▶ [WHAT YOU HAVE TO DO]: Reproduce the rows word for word, starting at the row that contains "Grounding request — find the butter" and ending with the final row.

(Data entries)

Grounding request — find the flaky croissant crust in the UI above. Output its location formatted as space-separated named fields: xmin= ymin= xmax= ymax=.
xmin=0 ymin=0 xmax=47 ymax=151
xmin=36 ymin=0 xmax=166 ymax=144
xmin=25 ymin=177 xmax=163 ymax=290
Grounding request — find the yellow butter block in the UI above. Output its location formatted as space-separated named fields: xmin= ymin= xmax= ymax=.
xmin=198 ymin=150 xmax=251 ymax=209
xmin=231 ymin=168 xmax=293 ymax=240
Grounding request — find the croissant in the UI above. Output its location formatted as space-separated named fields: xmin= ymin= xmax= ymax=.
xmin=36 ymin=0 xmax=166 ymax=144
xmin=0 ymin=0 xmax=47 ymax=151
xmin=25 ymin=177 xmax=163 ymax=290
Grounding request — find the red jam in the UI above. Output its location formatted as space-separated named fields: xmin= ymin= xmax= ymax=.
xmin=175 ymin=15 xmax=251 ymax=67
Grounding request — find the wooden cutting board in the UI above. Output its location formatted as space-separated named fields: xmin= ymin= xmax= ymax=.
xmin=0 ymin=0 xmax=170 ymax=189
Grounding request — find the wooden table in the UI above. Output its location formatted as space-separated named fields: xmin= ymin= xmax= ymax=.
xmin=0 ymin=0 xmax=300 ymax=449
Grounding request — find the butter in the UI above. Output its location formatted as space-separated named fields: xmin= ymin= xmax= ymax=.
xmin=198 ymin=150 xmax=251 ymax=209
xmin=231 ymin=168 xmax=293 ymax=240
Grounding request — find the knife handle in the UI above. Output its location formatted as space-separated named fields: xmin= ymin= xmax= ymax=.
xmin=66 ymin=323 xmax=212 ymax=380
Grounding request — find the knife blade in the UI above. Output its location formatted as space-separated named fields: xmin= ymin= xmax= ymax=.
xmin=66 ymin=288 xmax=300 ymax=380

▶ [RESULT FOR THIS TASK]:
Grounding request — find the butter in the UI above. Output its location formatted as space-separated named fields: xmin= ymin= xmax= ymax=.
xmin=198 ymin=150 xmax=251 ymax=209
xmin=231 ymin=168 xmax=293 ymax=240
Grounding request — find the knife handle in the UI above. Output its location formatted as space-separated named fields: xmin= ymin= xmax= ymax=.
xmin=66 ymin=323 xmax=212 ymax=380
Grounding request — find the knife blade in the UI above. Output its location formatted as space-separated named fields: xmin= ymin= xmax= ymax=.
xmin=66 ymin=288 xmax=300 ymax=380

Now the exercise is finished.